**任务说明**
请把下面所有的行原样提取出来，逐行照录，不要改动任何字符。答案里不要包含图片。

**提取信息**
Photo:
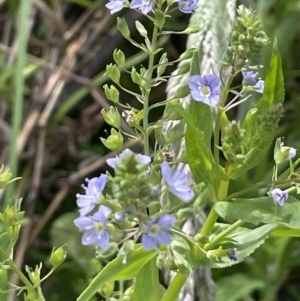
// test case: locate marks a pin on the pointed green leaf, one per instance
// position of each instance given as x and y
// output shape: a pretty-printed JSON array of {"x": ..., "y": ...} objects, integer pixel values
[
  {"x": 274, "y": 82},
  {"x": 246, "y": 241},
  {"x": 261, "y": 122},
  {"x": 118, "y": 270},
  {"x": 147, "y": 281}
]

**本题结果**
Photo:
// test case: locate marks a pin on the pointed green leaf, one per instance
// position of each instance given as x and y
// output shape: a pretty-printed JSON array of {"x": ..., "y": ...} objects, integer pixel values
[
  {"x": 274, "y": 82},
  {"x": 246, "y": 241},
  {"x": 261, "y": 122},
  {"x": 118, "y": 270},
  {"x": 147, "y": 281}
]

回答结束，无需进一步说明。